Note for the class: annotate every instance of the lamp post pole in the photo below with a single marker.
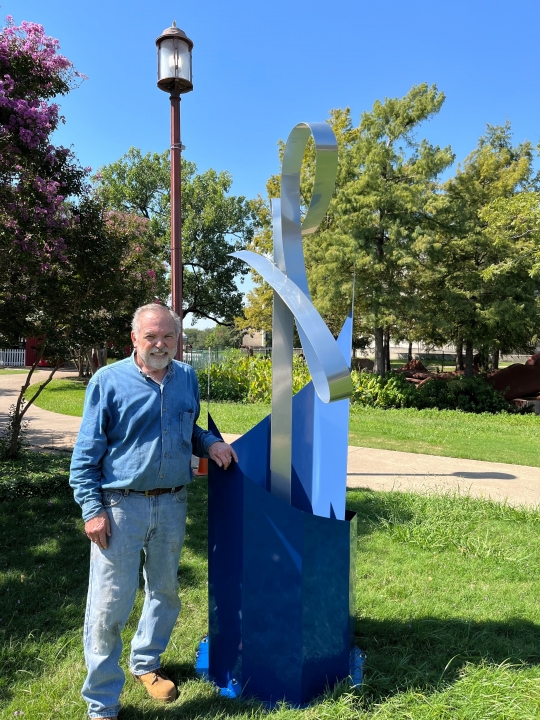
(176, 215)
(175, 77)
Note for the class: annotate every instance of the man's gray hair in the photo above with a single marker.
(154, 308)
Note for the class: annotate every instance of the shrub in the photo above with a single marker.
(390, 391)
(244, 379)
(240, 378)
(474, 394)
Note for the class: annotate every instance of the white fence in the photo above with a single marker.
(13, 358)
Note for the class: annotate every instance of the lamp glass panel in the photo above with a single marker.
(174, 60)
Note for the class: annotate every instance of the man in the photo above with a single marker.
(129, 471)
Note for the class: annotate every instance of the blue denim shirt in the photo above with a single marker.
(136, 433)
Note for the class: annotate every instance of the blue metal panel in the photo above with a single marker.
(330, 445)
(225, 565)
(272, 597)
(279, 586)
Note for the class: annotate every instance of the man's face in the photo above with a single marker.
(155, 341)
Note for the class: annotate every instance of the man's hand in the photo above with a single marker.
= = = = =
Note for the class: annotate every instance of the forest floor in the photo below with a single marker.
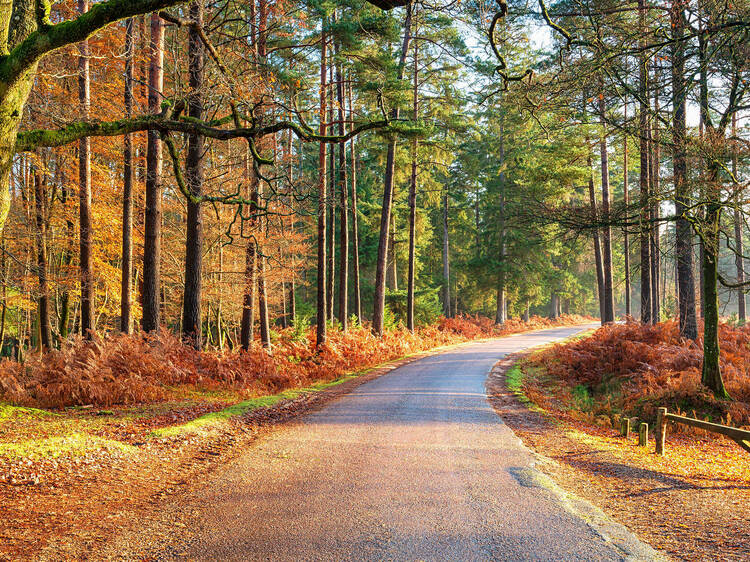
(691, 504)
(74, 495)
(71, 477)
= = = = =
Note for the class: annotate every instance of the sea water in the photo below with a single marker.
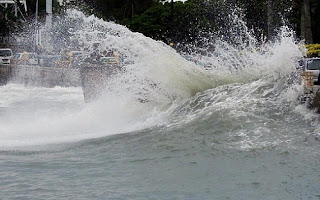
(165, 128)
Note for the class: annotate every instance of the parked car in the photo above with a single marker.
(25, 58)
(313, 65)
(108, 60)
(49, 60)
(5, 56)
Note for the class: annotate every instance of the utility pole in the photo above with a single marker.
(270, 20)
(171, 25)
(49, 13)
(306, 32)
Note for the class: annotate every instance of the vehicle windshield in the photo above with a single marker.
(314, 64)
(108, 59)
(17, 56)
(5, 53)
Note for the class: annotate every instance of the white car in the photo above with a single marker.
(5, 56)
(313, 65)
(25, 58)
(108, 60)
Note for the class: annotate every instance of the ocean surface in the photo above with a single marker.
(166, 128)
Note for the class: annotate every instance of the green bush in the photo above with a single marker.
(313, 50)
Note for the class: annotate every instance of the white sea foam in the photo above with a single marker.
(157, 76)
= = = = =
● OBJECTIVE: Reproduce the part of the records that opens with the line containing "Note for the class: annotate every instance of the blue metal" and closes with the line containing "Note for the class: annotate every instance of the man's hand", swapping "annotate" for "label" and leaving everything else as it stands.

● SOLVED PROBLEM:
Note for the class: label every instance of the blue metal panel in the photo above with a single marker.
(330, 445)
(225, 565)
(272, 597)
(279, 586)
Note for the class: label every instance of the man's face in the photo above with a single marker.
(155, 341)
Note for the class: label every instance of the man's hand in the photo above with a single marker.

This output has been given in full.